[Source data]
----
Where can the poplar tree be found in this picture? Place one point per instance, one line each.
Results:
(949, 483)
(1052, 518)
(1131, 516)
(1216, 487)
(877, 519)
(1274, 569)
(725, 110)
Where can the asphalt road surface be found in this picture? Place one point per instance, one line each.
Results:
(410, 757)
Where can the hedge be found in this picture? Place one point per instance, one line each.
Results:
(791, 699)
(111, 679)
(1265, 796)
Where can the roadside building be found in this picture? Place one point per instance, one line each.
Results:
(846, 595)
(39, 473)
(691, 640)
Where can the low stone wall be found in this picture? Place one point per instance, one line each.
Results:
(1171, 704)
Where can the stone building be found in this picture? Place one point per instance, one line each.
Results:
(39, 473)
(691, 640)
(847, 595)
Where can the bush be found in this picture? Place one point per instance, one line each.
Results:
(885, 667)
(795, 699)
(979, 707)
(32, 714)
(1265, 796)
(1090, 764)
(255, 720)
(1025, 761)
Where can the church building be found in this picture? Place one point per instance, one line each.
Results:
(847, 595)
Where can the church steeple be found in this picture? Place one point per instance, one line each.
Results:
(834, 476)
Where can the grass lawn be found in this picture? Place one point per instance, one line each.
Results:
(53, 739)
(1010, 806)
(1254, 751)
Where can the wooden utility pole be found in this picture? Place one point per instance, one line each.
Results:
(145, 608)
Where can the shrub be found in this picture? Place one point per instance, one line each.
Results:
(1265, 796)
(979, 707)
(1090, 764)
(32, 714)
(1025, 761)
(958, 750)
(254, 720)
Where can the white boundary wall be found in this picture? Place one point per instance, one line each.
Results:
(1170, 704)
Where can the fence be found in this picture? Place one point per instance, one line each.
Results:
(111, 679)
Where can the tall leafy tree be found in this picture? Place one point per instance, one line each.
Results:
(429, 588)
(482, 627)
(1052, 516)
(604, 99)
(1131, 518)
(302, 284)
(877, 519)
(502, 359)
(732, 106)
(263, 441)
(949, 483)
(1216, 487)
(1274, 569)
----
Rewrite every line of the entries above as a numbered list, dropping any blank lines.

TASK ANSWER:
1. Where can the poplar tree be found in this picture? Place one point per instance, one line each.
2. Results:
3. (949, 483)
4. (1052, 518)
5. (1131, 516)
6. (1216, 487)
7. (877, 519)
8. (1274, 569)
9. (725, 110)
10. Where can the asphalt road surface be found in this picture? Place one point per instance, one line each.
11. Results:
12. (410, 757)
13. Where can the hedge be found in this picture? Place one point per instance, one line each.
14. Results:
15. (791, 699)
16. (111, 679)
17. (1265, 796)
18. Where can the roadside building be found in this picture? Place one point per instance, one line each.
19. Results:
20. (846, 595)
21. (39, 473)
22. (691, 640)
23. Where can the low stone wall be found in this picture? Place one point per instance, one line each.
24. Results:
25. (1171, 704)
26. Where can the stone building be found in this picture? Place one point per instance, one line each.
27. Results:
28. (39, 473)
29. (691, 640)
30. (847, 595)
31. Where can the bush be found in this picture? Place one point per instance, one line each.
32. Results:
33. (885, 667)
34. (795, 699)
35. (979, 707)
36. (32, 714)
37. (1265, 796)
38. (1090, 764)
39. (255, 720)
40. (1025, 761)
41. Where can the church building be found in this picture? Place one point per instance, one line each.
42. Results:
43. (847, 595)
44. Where can the church steeple be found in this picture? Place one point per instance, one line each.
45. Results:
46. (834, 476)
47. Where can the grass lawn be found in this picture? Place one point per instance, one line each.
48. Results:
49. (53, 739)
50. (1010, 806)
51. (1254, 751)
52. Where can the wooden utility pole be found in this picture? Place one point per instance, one line each.
53. Results:
54. (145, 608)
55. Where can the shrub be found in this picture? Place one point per instance, one line each.
56. Results:
57. (1265, 796)
58. (979, 707)
59. (1090, 764)
60. (32, 714)
61. (1025, 761)
62. (958, 750)
63. (254, 720)
64. Where can the white boundary wall be found in this picture? Place one point per instance, one line each.
65. Results:
66. (1170, 704)
67. Where can the fence be found in this picture? Place one point per instance, one line each.
68. Results:
69. (111, 679)
70. Where can the tall leafy tree be found in this picture? Place one point per instance, one line each.
71. Results:
72. (429, 588)
73. (482, 627)
74. (1052, 516)
75. (604, 99)
76. (1131, 518)
77. (302, 284)
78. (877, 519)
79. (502, 359)
80. (732, 106)
81. (263, 441)
82. (949, 483)
83. (1216, 487)
84. (1274, 569)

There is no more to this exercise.